--- Excerpt ---
====================

Wine Talk: Sitting among his vines

Eran Harcavi is a great believer in the vineyard expressing its character through its wine. He says not every wine has to be a blockbuster medal winner, or with the same oak aging regime.

THE WINE grower standing among his vines, and none shall make him afraid (photo credit: ERAN HARCAVI)
THE WINE grower standing among his vines, and none shall make him afraid
(photo credit: ERAN HARCAVI)
After a lifetime in the Agriculture Ministry, Eran Harcavi, someone with his finger on the pulse of what was happening in our vineyards during the past 30 years, abruptly retired and returned to be a grower.
He began in the late 1980s when Carmel had one of its most severe financial crises. Many growers were not paid and as a result of this and the likelihood of a depressing future, many quit agriculture altogether. This black period, led into the 1990s, when the modern, quality-driven wine industry started to take shape.
When Harcavi began his career, Carmel Mizrahi had 75% of the market and there were only 10 other wineries. There were 19,000 dunams of vineyards. Most of the vineyards were situated in the southern Mount Carmel and in the area southeast of Tel Aviv. The main grape grown was Carignan. The largest-selling wine was Selected Emerald Riesling. Wineries had names like the aforementioned Carmel Mizrahi, WEST-Stock, Eliaz, Askalon, Efrat, Arza and Zion. Most of the wineries produced spirits and liqueurs.
Any talk of wine quality centered mainly around the Golan Heights.
Some 30 years later, Barkan is now the largest winery. There are 250 to 300 wineries and four of them produce over six million bottles a year. There are 55,000 dunams of vineyards. The most planted areas are the Golan Heights, Galilee and the Judean shefela (foothills). The best wine regions are today considered to be the higher-elevation Upper Galilee, Golan, Judean Hills and there are newish regions, (at least in modern times), such as the Negev and central mountains. The main grape variety is Cabernet Sauvignon. Wineries now use new names like Carmel Winery, Barkan, Binyamina, Segal, Teperberg, Hayotzer and 1848 Winery to signify the move away from liquid religion to quality table wine.
HARCAVI WAS particularly keen to develop vineyards in the Negev. (Nana Winery)
HARCAVI WAS particularly keen to develop vineyards in the Negev. (Nana Winery)
Most of the wineries focus on wine and do not produce spirits today. Today, the largest selling Israeli wine is Mount Hermon Red, and the largest selling brand is Blue Nun!
HARCAVI WAS born, brought up and still lives in Moshav Segula. There he received his early practical agricultural education looking after the pecan orchard in his back yard. After his agricultural studies, he became the guide or consultant for orchards for the Agriculture Ministry. However, vines and vineyards drew him in, like a moth to a flame.
People like Prof. Ben Ami Bravdo, Hanan Bazak and Ronald Kimelman turned his head, influenced him and taught him. He was an eager student. There is something magic about a vineyard, he told me. The simple fruit of the vine has the potential to turn into something elevated like wine.

====================

--- Data extracts ---
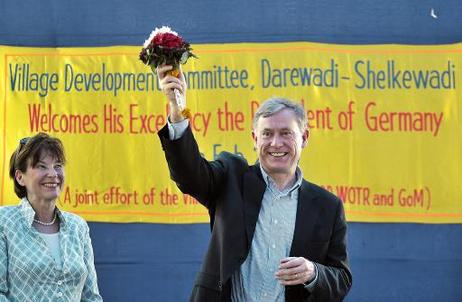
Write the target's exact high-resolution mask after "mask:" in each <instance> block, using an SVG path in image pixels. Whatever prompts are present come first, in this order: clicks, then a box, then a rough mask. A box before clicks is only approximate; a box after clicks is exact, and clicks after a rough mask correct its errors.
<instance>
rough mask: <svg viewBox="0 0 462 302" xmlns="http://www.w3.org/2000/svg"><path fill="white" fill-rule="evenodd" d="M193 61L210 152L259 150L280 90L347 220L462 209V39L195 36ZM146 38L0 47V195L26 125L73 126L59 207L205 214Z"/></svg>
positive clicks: (307, 161)
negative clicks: (357, 41) (352, 39)
mask: <svg viewBox="0 0 462 302" xmlns="http://www.w3.org/2000/svg"><path fill="white" fill-rule="evenodd" d="M193 48H194V52H195V53H196V54H197V55H198V57H199V59H198V60H194V59H191V60H190V61H189V62H188V64H187V65H185V66H184V67H183V70H184V72H185V75H186V78H187V82H188V86H189V90H188V106H189V107H190V108H191V110H192V113H193V117H192V120H191V125H192V128H193V131H194V132H195V135H196V138H197V140H198V143H199V145H200V147H201V151H202V152H203V154H204V156H205V157H206V158H208V159H213V158H214V157H215V156H216V155H217V154H219V153H220V152H221V151H223V150H227V151H231V152H234V153H236V154H242V155H244V156H245V157H246V158H247V159H248V160H249V162H250V163H253V162H254V161H255V160H256V154H255V152H254V151H253V144H252V140H251V135H250V133H251V120H252V116H253V114H254V112H255V110H256V108H257V106H258V104H259V103H260V102H261V101H263V100H265V99H267V98H268V97H271V96H284V97H288V98H291V99H293V100H296V101H298V102H301V103H302V104H303V105H304V107H305V108H306V110H307V114H308V118H309V125H310V127H311V137H310V141H309V143H308V147H307V148H306V149H305V150H304V153H303V155H302V159H301V162H300V166H301V168H302V171H303V173H304V177H305V178H306V179H308V180H310V181H312V182H315V183H318V184H320V185H322V186H323V187H325V188H327V189H328V190H330V191H332V192H333V193H335V194H336V195H338V196H339V197H340V198H341V199H342V200H343V201H344V205H345V209H346V214H347V219H348V220H349V221H365V222H425V223H461V222H462V186H461V185H460V184H461V183H462V162H461V158H462V136H461V133H462V125H461V120H460V117H461V116H462V106H461V105H460V102H461V99H462V97H461V95H462V87H461V85H462V83H461V82H460V80H461V76H460V72H461V71H460V67H461V66H462V44H454V45H442V46H401V45H374V46H367V45H358V46H344V45H327V44H315V43H276V44H250V43H245V44H220V45H194V46H193ZM139 51H140V47H139V46H136V47H100V48H20V47H6V46H5V47H0V54H1V58H2V60H1V63H0V64H1V65H0V68H1V69H0V70H2V71H3V72H2V78H1V81H0V85H1V86H0V88H1V89H0V91H1V92H2V99H3V102H2V103H1V106H0V107H1V108H0V127H1V128H0V131H1V132H0V133H1V142H2V144H1V156H2V159H3V165H2V173H1V177H2V178H1V194H0V196H1V201H0V205H2V204H3V205H10V204H16V203H17V202H18V199H17V197H16V196H15V195H14V192H13V183H12V181H11V180H10V179H9V178H8V162H9V157H10V155H11V153H12V152H13V151H14V149H15V148H16V147H17V145H18V141H19V139H20V138H22V137H25V136H30V135H31V134H35V133H37V132H47V133H49V134H51V135H54V136H57V137H59V138H61V139H62V141H63V143H64V145H65V148H66V153H67V158H68V164H67V165H66V184H65V187H64V191H63V193H62V195H61V198H60V200H59V206H60V207H61V208H63V209H64V210H68V211H71V212H74V213H77V214H79V215H82V216H83V217H84V218H86V219H87V220H90V221H108V222H159V223H192V222H207V221H208V215H207V212H206V210H205V209H204V208H203V207H202V206H201V205H200V204H198V203H197V201H196V200H194V199H193V198H191V197H189V196H187V195H183V194H182V193H181V192H180V191H179V190H178V189H177V188H176V186H175V184H174V183H173V182H172V181H171V180H170V178H169V173H168V168H167V165H166V163H165V158H164V155H163V152H162V150H161V146H160V143H159V139H158V138H157V131H158V130H159V129H160V128H161V127H162V126H163V125H164V124H165V121H166V109H167V108H166V101H165V99H164V98H163V96H162V93H161V92H160V90H159V85H158V82H157V78H156V76H155V75H154V74H153V73H152V72H151V71H150V69H149V68H148V67H146V66H144V65H143V64H142V63H141V61H139V60H138V53H139Z"/></svg>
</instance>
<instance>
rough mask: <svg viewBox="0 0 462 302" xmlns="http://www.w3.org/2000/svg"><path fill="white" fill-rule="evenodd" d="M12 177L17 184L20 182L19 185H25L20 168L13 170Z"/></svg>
mask: <svg viewBox="0 0 462 302" xmlns="http://www.w3.org/2000/svg"><path fill="white" fill-rule="evenodd" d="M14 178H15V179H16V181H17V182H18V184H20V185H21V186H25V184H24V179H23V174H22V172H21V171H20V170H16V171H15V172H14Z"/></svg>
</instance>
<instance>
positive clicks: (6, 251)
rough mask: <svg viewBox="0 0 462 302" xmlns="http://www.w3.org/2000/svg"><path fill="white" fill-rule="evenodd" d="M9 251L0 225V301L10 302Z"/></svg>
mask: <svg viewBox="0 0 462 302" xmlns="http://www.w3.org/2000/svg"><path fill="white" fill-rule="evenodd" d="M7 276H8V252H7V250H6V238H5V234H4V232H3V227H2V226H1V225H0V302H8V298H7V297H6V294H7V292H8V281H7Z"/></svg>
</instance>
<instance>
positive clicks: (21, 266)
mask: <svg viewBox="0 0 462 302" xmlns="http://www.w3.org/2000/svg"><path fill="white" fill-rule="evenodd" d="M64 163H65V156H64V147H63V145H62V143H61V141H60V140H59V139H57V138H54V137H50V136H49V135H47V134H44V133H39V134H37V135H35V136H33V137H30V138H25V139H22V140H21V141H20V142H19V146H18V148H17V149H16V150H15V152H14V153H13V155H12V156H11V159H10V177H11V178H12V179H13V181H14V191H15V193H16V195H17V196H18V197H19V198H21V201H20V203H19V205H17V206H7V207H0V302H29V301H30V302H40V301H69V302H78V301H102V298H101V296H100V294H99V292H98V285H97V278H96V271H95V266H94V260H93V249H92V246H91V241H90V236H89V229H88V225H87V224H86V222H85V221H84V220H83V219H82V218H80V217H79V216H76V215H74V214H71V213H67V212H64V211H60V210H59V209H58V208H57V207H56V201H57V199H58V197H59V195H60V193H61V191H62V189H63V185H64Z"/></svg>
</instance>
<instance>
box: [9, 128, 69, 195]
mask: <svg viewBox="0 0 462 302" xmlns="http://www.w3.org/2000/svg"><path fill="white" fill-rule="evenodd" d="M45 154H48V155H50V156H52V157H53V158H55V159H56V160H57V161H59V162H61V163H62V164H65V163H66V157H65V156H64V146H63V143H62V142H61V140H60V139H59V138H56V137H51V136H49V135H48V134H46V133H38V134H36V135H34V136H32V137H27V138H23V139H21V140H20V141H19V146H18V147H17V148H16V150H15V151H14V152H13V154H12V155H11V158H10V177H11V178H12V179H13V181H14V192H15V193H16V195H17V196H18V197H19V198H23V197H26V195H27V190H26V188H25V187H24V186H21V185H20V184H19V183H18V181H17V180H16V177H15V173H16V170H19V171H21V172H26V170H27V168H28V167H29V166H30V167H35V165H37V163H38V162H39V161H40V159H41V158H42V156H44V155H45Z"/></svg>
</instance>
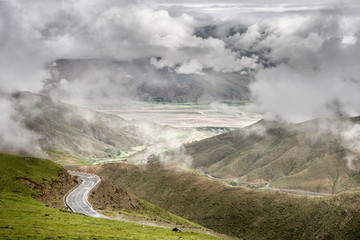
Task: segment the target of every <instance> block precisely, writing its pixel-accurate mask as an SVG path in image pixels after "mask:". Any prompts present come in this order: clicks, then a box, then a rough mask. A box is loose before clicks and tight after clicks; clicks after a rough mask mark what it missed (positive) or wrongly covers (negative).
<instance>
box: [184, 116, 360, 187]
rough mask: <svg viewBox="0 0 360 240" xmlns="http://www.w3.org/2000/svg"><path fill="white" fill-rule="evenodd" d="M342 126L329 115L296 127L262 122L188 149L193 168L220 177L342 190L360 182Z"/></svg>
mask: <svg viewBox="0 0 360 240" xmlns="http://www.w3.org/2000/svg"><path fill="white" fill-rule="evenodd" d="M346 122H347V121H345V120H344V125H345V124H346ZM324 126H327V128H326V127H324ZM331 127H332V128H333V129H334V130H335V131H331ZM341 127H344V126H343V125H342V123H338V122H337V121H332V120H325V119H324V120H314V121H309V122H305V123H302V124H297V125H290V124H289V125H284V124H277V123H272V122H266V121H261V122H258V123H256V124H255V125H253V126H250V127H247V128H245V129H241V130H237V131H234V132H229V133H225V134H222V135H219V136H215V137H212V138H209V139H205V140H203V141H200V142H196V143H192V144H188V145H187V146H186V149H187V151H188V153H189V154H190V155H191V156H192V157H193V167H194V168H198V169H202V170H204V171H206V172H208V173H209V174H211V175H212V176H215V177H221V178H240V179H242V180H244V181H248V182H257V181H270V182H272V186H274V187H278V188H291V189H301V190H307V191H314V192H328V193H338V192H342V191H345V190H349V189H358V188H359V186H360V184H359V183H360V173H359V172H358V171H353V170H351V169H350V168H349V167H348V166H347V164H348V162H347V161H346V160H345V157H346V156H347V154H348V153H349V151H348V150H347V149H346V148H345V147H344V145H343V143H342V140H341V137H340V135H339V134H338V132H337V131H336V129H337V128H341ZM354 164H355V165H356V164H357V162H354Z"/></svg>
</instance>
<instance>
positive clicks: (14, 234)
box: [0, 153, 216, 239]
mask: <svg viewBox="0 0 360 240" xmlns="http://www.w3.org/2000/svg"><path fill="white" fill-rule="evenodd" d="M63 171H65V169H64V168H63V167H61V166H60V165H58V164H56V163H54V162H52V161H50V160H46V159H38V158H30V157H20V156H14V155H8V154H2V153H0V239H54V238H56V239H57V238H59V239H61V238H63V239H179V237H182V238H184V239H216V238H214V237H211V236H208V235H206V234H200V233H194V232H181V233H177V232H172V231H171V229H165V228H156V227H148V226H142V225H139V224H133V223H125V222H120V221H114V220H109V219H99V218H92V217H87V216H84V215H81V214H76V213H70V212H67V211H64V210H59V209H54V208H50V207H47V206H46V205H45V204H44V203H42V202H39V201H37V200H35V199H34V198H32V197H31V195H35V194H37V193H36V192H35V191H34V190H32V189H30V188H29V187H28V186H26V185H24V184H22V183H21V182H20V181H19V180H18V179H19V178H23V179H28V180H30V181H31V182H34V183H35V184H42V183H43V182H45V181H47V182H54V181H59V179H58V175H59V174H60V173H62V172H63ZM185 221H186V220H185Z"/></svg>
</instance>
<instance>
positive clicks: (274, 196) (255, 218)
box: [83, 163, 360, 239]
mask: <svg viewBox="0 0 360 240" xmlns="http://www.w3.org/2000/svg"><path fill="white" fill-rule="evenodd" d="M83 168H84V169H93V170H94V172H96V173H97V174H99V175H100V176H101V177H102V178H106V177H108V179H109V180H110V181H112V182H113V183H114V184H117V185H118V186H121V187H123V188H125V189H126V190H128V191H129V192H131V193H133V194H136V195H137V196H140V197H142V198H144V199H146V200H148V201H150V202H152V203H154V204H156V205H158V206H160V207H162V208H164V209H166V210H168V211H170V212H172V213H175V214H177V215H179V216H182V217H184V218H186V219H189V220H191V221H194V222H197V223H199V224H201V225H202V226H205V227H207V228H210V229H212V230H214V231H217V232H222V233H225V234H228V235H232V236H237V237H240V238H244V239H357V238H359V237H360V226H359V222H360V205H359V204H358V203H359V201H360V193H347V194H341V195H334V196H332V197H306V196H299V195H291V194H287V193H276V192H264V191H258V190H249V189H246V188H243V187H232V186H229V185H226V184H225V183H223V182H221V181H216V180H211V179H209V178H206V177H204V176H202V175H199V174H197V173H195V172H193V171H181V170H179V169H178V168H173V169H168V168H164V167H162V166H160V165H159V164H157V163H154V164H149V165H147V166H146V167H144V166H132V165H126V164H106V165H103V166H101V168H96V169H95V168H93V167H83Z"/></svg>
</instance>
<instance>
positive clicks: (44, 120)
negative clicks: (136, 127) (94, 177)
mask: <svg viewBox="0 0 360 240" xmlns="http://www.w3.org/2000/svg"><path fill="white" fill-rule="evenodd" d="M9 99H10V100H11V101H12V102H13V104H14V107H15V109H16V111H17V114H18V116H17V117H18V118H19V119H23V120H22V121H23V122H24V125H25V127H26V128H27V129H28V130H30V131H32V132H34V133H35V134H37V135H38V138H39V139H40V140H39V144H40V146H41V148H42V149H43V150H45V151H46V150H56V151H58V152H64V153H66V154H69V155H72V156H76V157H78V158H80V159H85V160H89V159H90V158H111V157H114V156H116V155H117V154H118V155H119V153H120V152H122V151H124V150H128V149H130V148H132V147H135V146H139V145H143V144H144V139H142V138H140V136H139V133H138V132H139V131H138V130H137V129H136V127H134V126H133V125H132V124H131V123H129V122H127V121H125V120H124V119H122V118H120V117H118V116H115V115H110V114H102V113H99V112H94V111H90V110H88V109H84V108H79V107H76V106H73V105H69V104H65V103H62V102H60V101H57V100H53V99H51V98H49V97H46V96H43V95H37V94H33V93H30V92H17V93H15V94H13V95H12V96H11V97H9ZM136 133H138V134H136ZM5 150H6V149H5ZM53 153H54V152H51V151H50V156H52V155H53Z"/></svg>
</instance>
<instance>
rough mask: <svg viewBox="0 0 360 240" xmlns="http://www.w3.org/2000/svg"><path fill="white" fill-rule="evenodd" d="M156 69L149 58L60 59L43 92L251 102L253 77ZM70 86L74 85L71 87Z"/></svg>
mask: <svg viewBox="0 0 360 240" xmlns="http://www.w3.org/2000/svg"><path fill="white" fill-rule="evenodd" d="M177 67H178V66H174V67H172V68H168V67H166V68H163V69H157V68H155V66H153V65H151V64H150V60H149V59H139V60H134V61H131V62H125V61H115V60H105V59H59V60H56V61H55V62H54V64H53V65H52V66H49V70H50V72H51V73H52V77H51V79H48V81H47V83H46V87H45V90H44V93H46V94H52V95H57V96H60V97H61V98H72V97H74V95H75V96H77V95H78V94H81V95H82V97H83V98H85V99H93V98H96V97H101V98H108V99H122V98H131V99H136V100H145V101H163V102H199V101H200V102H201V101H214V100H234V101H235V100H249V99H250V91H249V88H248V85H249V82H250V79H251V77H250V75H249V74H248V73H246V72H243V73H242V74H241V73H239V72H236V73H223V72H214V71H212V70H209V69H205V70H204V71H203V73H204V74H178V73H176V68H177ZM69 86H74V88H75V89H74V88H71V87H69Z"/></svg>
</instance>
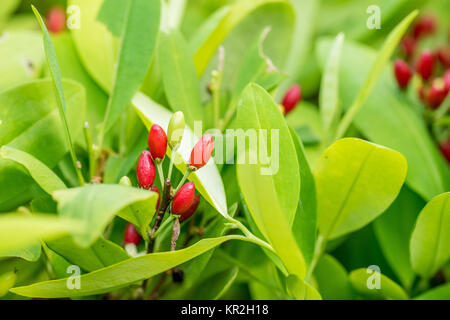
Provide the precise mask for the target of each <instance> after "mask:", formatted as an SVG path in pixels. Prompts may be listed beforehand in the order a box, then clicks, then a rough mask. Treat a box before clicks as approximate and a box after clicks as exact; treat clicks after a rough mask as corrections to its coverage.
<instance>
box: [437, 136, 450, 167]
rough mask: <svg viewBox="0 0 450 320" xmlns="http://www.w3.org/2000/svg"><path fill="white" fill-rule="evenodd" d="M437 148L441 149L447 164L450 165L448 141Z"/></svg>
mask: <svg viewBox="0 0 450 320" xmlns="http://www.w3.org/2000/svg"><path fill="white" fill-rule="evenodd" d="M439 148H440V149H441V152H442V154H443V155H444V157H445V159H446V160H447V162H448V163H450V140H447V141H445V142H444V143H442V144H441V145H440V146H439Z"/></svg>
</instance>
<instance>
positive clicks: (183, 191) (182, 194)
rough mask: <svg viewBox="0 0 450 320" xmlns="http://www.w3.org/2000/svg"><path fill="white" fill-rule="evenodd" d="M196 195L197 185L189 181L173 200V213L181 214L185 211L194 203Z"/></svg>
mask: <svg viewBox="0 0 450 320" xmlns="http://www.w3.org/2000/svg"><path fill="white" fill-rule="evenodd" d="M194 195H195V185H194V183H193V182H188V183H186V184H185V185H184V186H182V187H181V188H180V190H178V192H177V194H176V195H175V197H173V201H172V213H173V214H177V215H181V214H183V213H185V212H186V211H187V210H188V209H189V208H190V207H191V205H192V203H193V201H194Z"/></svg>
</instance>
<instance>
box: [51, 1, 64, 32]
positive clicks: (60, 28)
mask: <svg viewBox="0 0 450 320" xmlns="http://www.w3.org/2000/svg"><path fill="white" fill-rule="evenodd" d="M65 26H66V12H65V11H64V8H62V7H59V6H56V7H53V8H51V9H50V11H49V12H48V14H47V29H48V31H50V32H51V33H60V32H62V31H64V28H65Z"/></svg>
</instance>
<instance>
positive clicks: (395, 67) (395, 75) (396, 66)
mask: <svg viewBox="0 0 450 320" xmlns="http://www.w3.org/2000/svg"><path fill="white" fill-rule="evenodd" d="M394 74H395V78H396V79H397V83H398V86H399V87H400V89H406V87H408V84H409V80H410V79H411V76H412V73H411V68H410V67H409V65H408V64H407V63H406V62H405V61H403V60H395V62H394Z"/></svg>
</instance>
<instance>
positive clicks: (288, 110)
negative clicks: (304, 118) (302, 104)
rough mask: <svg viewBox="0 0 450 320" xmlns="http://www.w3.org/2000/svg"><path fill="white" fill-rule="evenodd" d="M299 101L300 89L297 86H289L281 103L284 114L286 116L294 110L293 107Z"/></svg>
mask: <svg viewBox="0 0 450 320" xmlns="http://www.w3.org/2000/svg"><path fill="white" fill-rule="evenodd" d="M301 99H302V88H301V87H300V86H299V85H298V84H295V85H293V86H291V87H290V88H289V89H288V91H286V94H285V95H284V98H283V101H282V102H281V104H282V105H283V107H284V114H288V113H289V112H291V111H292V110H294V108H295V106H296V105H297V104H298V103H299V102H300V101H301Z"/></svg>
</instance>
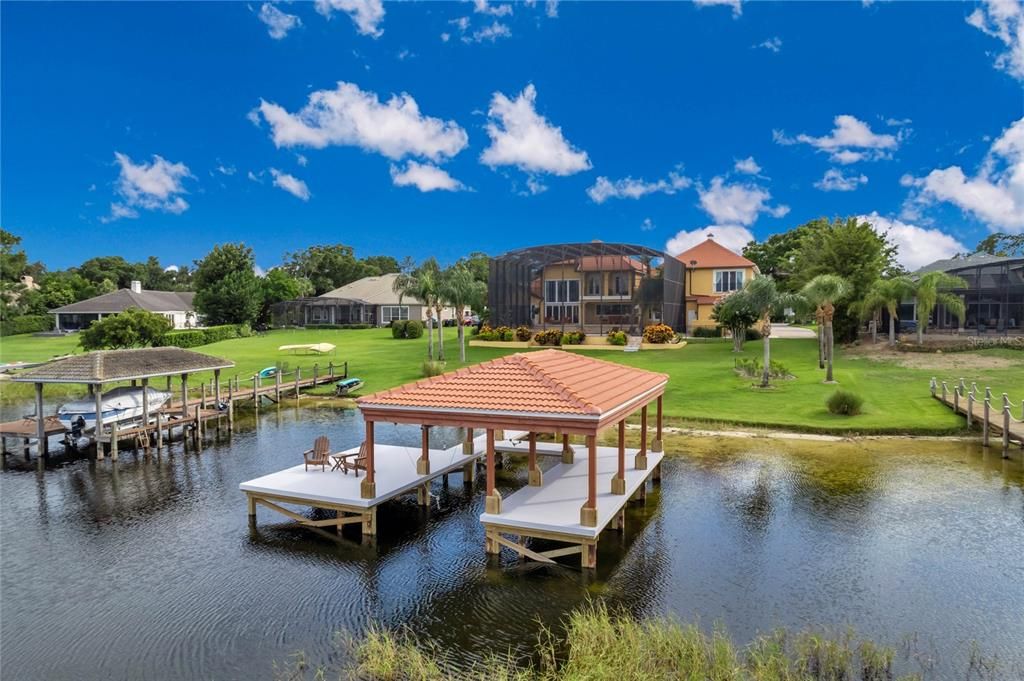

====================

--- What this exercise asks ---
A. Reproduce the part of the wine column from "He began in" to "spirits and liqueurs." word for word.
B. In the wine column, what was the main grape grown in Israel when Harcavi began his career?
C. Carry the wine column about Eran Harcavi forward from its last sentence.

--- Answers for the exercise ---
A.
He began in the late 1980s when Carmel had one of its most severe financial crises. Many growers were not paid and as a result of this and the likelihood of a depressing future, many quit agriculture altogether. This black period, led into the 1990s, when the modern, quality-driven wine industry started to take shape.
When Harcavi began his career, Carmel Mizrahi had 75% of the market and there were only 10 other wineries. There were 19,000 dunams of vineyards. Most of the vineyards were situated in the southern Mount Carmel and in the area southeast of Tel Aviv. The main grape grown was Carignan. The largest-selling wine was Selected Emerald Riesling. Wineries had names like the aforementioned Carmel Mizrahi, WEST-Stock, Eliaz, Askalon, Efrat, Arza and Zion. Most of the wineries produced spirits and liqueurs.

B. Carignan

C.
“Tourists will visit vineyards” he said. “They don’t visit apple orchards.”
He explains that someone who gets into vines, ends up specializing in vines because it is so absorbing.
The bug bit deep. Harcavi planted his own vineyard in Moshav Segula in the early 1990s. He chose Colombard and Merlot, and sold his fruit to Segal Winery.
He began to travel around the country, visiting vineyards, talking to growers, offering advice and became a guru figure in the industry. He found time to travel to study vineyards in Australia, France, South Africa and Spain. As such, he played a key role in the development of various wine regions.
He was a prime supporter of developing vineyards in the Negev. Experiments were originally made with irrigation using salt water from deep wells. Then they used treated sewage from local army bases and a prison. The creativeness of the Israeli agriculturist! Harcavi led the move to plant experimental plantings in Ramat Ha Negev and Mitzpe Ramon to try to discover which varieties would be suitable there. After observing results, he now suggests Chenin Blanc, Colombard, Syrah, Petit Verdot and Petite Sirah as being his suitable for the desert terroir.
He also took a lead in the vineyard developments in Gush Etzion, where there are now 800 dunams of vineyards. White varieties such as Sauvignon Blanc, Roussanne and Gewurztraminer are particularly suitable for this high-altitude region. Later he explored the potential of planting vineyards in the Shomron Hills, and guided a new generation of vineyard owners there. All the growers together would visit vineyard after vineyard together, learning as a group from practical experience, over a long period of time. He remembers it as a fantastic educational process. Today there are 2,000 dunams of vineyards in the Shomron hills, a particularly successful region for Merlot.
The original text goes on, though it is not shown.